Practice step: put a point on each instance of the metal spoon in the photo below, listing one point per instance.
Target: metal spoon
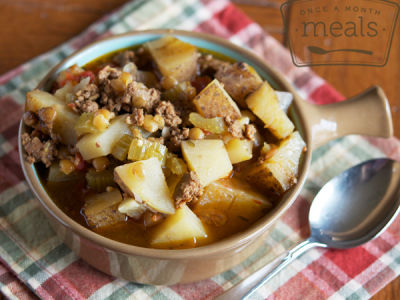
(351, 209)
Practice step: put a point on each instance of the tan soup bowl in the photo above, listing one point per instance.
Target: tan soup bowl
(367, 113)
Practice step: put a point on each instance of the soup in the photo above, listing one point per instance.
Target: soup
(164, 145)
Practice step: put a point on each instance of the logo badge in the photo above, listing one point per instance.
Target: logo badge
(340, 32)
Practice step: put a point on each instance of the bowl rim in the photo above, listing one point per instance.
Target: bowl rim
(229, 243)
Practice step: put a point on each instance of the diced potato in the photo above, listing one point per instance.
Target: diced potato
(230, 203)
(101, 209)
(65, 118)
(100, 144)
(239, 150)
(131, 208)
(264, 104)
(172, 182)
(213, 125)
(207, 158)
(285, 99)
(239, 81)
(278, 172)
(145, 181)
(178, 228)
(175, 164)
(213, 101)
(174, 57)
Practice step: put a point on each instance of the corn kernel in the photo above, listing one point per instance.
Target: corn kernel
(191, 92)
(149, 124)
(196, 133)
(106, 113)
(126, 78)
(66, 166)
(118, 85)
(135, 132)
(100, 163)
(159, 120)
(248, 114)
(100, 122)
(168, 82)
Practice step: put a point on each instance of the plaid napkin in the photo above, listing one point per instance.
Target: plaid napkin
(34, 262)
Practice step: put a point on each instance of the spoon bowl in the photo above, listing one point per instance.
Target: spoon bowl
(351, 209)
(357, 205)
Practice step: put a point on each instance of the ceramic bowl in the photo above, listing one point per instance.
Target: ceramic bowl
(367, 113)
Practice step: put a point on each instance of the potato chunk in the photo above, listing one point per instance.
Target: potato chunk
(231, 203)
(102, 209)
(65, 119)
(207, 158)
(239, 81)
(181, 227)
(239, 150)
(278, 172)
(131, 208)
(213, 101)
(265, 105)
(145, 181)
(174, 58)
(100, 144)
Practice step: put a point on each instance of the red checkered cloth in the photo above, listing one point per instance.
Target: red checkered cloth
(35, 263)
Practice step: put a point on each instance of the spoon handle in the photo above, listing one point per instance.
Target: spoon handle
(249, 285)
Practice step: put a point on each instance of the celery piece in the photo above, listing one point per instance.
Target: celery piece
(98, 181)
(55, 174)
(176, 165)
(141, 149)
(85, 124)
(121, 148)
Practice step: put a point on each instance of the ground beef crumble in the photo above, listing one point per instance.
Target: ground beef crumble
(37, 150)
(136, 118)
(167, 110)
(139, 96)
(234, 127)
(250, 131)
(187, 189)
(124, 58)
(85, 101)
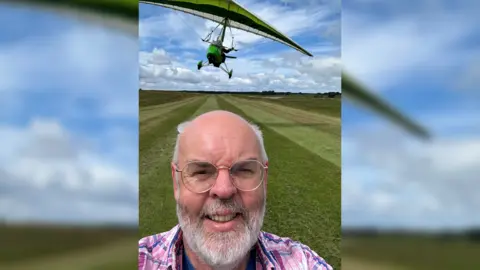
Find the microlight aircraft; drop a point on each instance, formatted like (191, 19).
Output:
(228, 14)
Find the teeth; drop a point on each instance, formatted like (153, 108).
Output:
(222, 218)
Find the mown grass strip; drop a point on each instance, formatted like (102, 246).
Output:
(328, 106)
(304, 192)
(94, 257)
(315, 140)
(153, 117)
(157, 204)
(150, 134)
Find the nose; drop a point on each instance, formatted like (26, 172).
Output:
(223, 188)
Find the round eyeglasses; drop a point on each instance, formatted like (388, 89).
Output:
(200, 176)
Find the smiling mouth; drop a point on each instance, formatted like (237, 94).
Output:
(224, 218)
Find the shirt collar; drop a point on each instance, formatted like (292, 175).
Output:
(175, 251)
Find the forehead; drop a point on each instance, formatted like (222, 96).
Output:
(218, 144)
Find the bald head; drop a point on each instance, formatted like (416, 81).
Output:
(218, 133)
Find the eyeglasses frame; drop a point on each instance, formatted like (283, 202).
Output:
(264, 167)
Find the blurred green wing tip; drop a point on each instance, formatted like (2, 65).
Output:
(128, 10)
(357, 92)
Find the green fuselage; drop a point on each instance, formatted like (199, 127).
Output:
(214, 55)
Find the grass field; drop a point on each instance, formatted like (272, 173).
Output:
(408, 253)
(55, 247)
(303, 199)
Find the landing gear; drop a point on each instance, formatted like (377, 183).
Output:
(226, 70)
(202, 64)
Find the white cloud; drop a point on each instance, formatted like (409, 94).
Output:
(391, 176)
(420, 42)
(172, 65)
(76, 158)
(43, 165)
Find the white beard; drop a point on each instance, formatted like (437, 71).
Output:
(223, 250)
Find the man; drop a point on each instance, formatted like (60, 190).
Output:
(219, 172)
(224, 51)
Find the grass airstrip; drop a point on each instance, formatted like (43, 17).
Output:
(303, 200)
-- -- --
**WHAT THE TASK ASKS**
Select all lines in the listing that include the word "grass".

**TASK RESPONSE**
Find the mown grass strip; drop a point on each instance, formatted like (102, 246).
Find the grass field; drop a point on each instance, formatted like (272, 173).
Find the grass airstrip; drop a point on each instance, formatted like (43, 17).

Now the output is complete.